** Start **
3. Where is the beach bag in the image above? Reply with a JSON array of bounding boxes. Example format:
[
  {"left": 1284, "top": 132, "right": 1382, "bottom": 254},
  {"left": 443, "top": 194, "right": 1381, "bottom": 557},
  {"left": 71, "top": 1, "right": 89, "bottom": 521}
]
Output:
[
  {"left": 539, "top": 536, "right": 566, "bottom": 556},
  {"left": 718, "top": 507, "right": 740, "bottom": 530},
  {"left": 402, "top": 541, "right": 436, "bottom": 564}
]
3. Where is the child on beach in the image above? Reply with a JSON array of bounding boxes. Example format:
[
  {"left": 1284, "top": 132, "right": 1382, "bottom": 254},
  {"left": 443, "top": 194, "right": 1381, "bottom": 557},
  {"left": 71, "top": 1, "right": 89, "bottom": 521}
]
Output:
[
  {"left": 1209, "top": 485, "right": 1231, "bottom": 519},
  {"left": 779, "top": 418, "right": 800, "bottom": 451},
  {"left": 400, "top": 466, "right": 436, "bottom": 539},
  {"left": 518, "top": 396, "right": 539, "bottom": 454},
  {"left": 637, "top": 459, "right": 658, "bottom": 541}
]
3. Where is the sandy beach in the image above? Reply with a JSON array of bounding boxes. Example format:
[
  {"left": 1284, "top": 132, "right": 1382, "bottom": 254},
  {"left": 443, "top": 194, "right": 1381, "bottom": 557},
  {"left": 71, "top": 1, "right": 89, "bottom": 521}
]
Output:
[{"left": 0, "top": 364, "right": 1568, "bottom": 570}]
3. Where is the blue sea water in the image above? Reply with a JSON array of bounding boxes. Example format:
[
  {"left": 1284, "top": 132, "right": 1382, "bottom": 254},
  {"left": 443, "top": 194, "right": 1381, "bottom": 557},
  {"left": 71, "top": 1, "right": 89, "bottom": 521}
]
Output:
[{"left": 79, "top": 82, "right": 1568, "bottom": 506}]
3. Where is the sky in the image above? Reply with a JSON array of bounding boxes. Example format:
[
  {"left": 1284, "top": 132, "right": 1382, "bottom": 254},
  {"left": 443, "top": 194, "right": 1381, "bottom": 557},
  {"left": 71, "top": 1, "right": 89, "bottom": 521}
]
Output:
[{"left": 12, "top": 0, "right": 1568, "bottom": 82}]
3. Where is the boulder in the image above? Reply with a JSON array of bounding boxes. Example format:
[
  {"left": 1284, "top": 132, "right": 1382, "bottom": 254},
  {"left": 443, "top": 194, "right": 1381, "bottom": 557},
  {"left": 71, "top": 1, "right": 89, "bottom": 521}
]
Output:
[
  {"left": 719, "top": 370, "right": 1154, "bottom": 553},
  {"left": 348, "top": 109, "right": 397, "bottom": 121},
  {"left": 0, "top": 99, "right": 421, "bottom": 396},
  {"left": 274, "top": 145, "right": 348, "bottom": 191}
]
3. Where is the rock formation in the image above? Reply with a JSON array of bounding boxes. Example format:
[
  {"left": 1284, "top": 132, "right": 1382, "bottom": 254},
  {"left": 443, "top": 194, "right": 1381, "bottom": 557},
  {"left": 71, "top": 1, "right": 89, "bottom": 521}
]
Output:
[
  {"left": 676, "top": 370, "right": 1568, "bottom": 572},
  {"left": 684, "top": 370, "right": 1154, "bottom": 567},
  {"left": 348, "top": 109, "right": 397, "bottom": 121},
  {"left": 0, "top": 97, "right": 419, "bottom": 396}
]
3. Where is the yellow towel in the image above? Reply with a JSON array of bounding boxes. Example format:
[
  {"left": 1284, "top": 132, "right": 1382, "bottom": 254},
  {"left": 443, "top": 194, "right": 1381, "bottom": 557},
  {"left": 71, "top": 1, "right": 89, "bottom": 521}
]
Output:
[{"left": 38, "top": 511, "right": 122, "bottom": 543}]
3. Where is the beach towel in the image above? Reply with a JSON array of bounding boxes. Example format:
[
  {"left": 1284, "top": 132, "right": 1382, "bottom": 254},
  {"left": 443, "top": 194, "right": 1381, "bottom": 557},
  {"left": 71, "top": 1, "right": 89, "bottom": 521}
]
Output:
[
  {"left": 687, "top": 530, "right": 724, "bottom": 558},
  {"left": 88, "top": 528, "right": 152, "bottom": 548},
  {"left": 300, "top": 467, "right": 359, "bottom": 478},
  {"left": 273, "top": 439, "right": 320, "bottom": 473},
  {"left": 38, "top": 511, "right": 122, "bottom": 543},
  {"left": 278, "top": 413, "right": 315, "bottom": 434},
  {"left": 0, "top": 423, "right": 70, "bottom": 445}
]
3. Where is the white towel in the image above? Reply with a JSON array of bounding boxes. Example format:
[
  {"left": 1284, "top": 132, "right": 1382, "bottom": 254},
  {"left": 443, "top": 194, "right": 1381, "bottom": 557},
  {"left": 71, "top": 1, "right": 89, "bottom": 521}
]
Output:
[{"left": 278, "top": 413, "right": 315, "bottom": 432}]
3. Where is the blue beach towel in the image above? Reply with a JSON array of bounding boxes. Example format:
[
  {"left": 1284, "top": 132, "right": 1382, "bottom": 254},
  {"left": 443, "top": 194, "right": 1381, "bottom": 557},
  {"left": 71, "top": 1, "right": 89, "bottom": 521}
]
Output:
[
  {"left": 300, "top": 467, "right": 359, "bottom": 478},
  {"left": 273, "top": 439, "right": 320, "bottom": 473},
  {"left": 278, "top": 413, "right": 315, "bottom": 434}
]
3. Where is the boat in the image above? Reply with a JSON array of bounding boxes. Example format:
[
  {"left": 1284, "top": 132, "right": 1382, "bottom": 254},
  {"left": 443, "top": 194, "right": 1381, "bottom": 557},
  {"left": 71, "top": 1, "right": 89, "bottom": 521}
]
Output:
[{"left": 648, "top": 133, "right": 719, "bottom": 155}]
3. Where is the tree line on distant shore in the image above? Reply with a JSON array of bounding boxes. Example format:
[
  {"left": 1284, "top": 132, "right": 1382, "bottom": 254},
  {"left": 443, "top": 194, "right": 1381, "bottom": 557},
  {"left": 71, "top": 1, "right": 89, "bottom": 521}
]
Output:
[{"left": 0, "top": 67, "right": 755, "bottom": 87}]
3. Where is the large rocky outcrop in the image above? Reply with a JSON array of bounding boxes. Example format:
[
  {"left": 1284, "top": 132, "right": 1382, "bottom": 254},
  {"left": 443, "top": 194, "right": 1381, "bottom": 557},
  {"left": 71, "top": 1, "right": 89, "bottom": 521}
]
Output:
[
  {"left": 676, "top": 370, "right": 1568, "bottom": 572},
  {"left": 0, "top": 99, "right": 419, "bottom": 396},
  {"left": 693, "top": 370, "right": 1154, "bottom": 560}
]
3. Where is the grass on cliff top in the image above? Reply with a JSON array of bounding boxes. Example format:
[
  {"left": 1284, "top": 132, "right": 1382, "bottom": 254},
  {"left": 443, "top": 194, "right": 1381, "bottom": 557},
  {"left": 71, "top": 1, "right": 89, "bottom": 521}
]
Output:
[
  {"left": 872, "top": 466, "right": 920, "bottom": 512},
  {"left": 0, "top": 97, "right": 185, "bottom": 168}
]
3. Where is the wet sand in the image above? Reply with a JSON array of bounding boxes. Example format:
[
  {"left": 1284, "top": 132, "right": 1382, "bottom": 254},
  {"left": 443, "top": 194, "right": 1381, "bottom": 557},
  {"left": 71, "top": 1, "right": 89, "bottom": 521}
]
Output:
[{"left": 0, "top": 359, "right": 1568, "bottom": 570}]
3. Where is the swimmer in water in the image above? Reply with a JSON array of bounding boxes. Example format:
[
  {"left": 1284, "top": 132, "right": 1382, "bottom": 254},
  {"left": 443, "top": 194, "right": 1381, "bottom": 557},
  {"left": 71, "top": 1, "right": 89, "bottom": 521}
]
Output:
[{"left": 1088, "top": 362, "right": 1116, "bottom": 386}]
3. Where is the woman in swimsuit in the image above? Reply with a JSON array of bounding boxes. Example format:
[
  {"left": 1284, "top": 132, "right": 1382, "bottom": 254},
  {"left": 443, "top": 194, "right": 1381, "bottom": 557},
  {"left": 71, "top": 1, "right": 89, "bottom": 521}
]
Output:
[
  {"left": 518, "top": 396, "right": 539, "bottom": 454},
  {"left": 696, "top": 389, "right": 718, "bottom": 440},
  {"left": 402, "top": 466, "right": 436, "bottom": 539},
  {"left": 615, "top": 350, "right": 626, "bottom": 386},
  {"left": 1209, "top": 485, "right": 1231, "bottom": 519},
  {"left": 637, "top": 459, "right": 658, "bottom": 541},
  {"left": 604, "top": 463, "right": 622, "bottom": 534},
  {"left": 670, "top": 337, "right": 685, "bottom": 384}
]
** End **
* _Problem to solve_:
Show each line of the records above that contains the string "towel", reproducing every matching line in full.

* _The solution_:
3. Where is the yellow towel in the image above? Reply with a JSON array of bounding boxes. Example format:
3. Where is the beach towel in the image above? Reply with a JSON array of bounding boxes. Example format:
3. Where is the white towel in the image above? Reply with a JSON array of bounding boxes. Example format:
3. Where is the blue beach towel in the image above? Reply with a JSON array of bounding boxes. Example format:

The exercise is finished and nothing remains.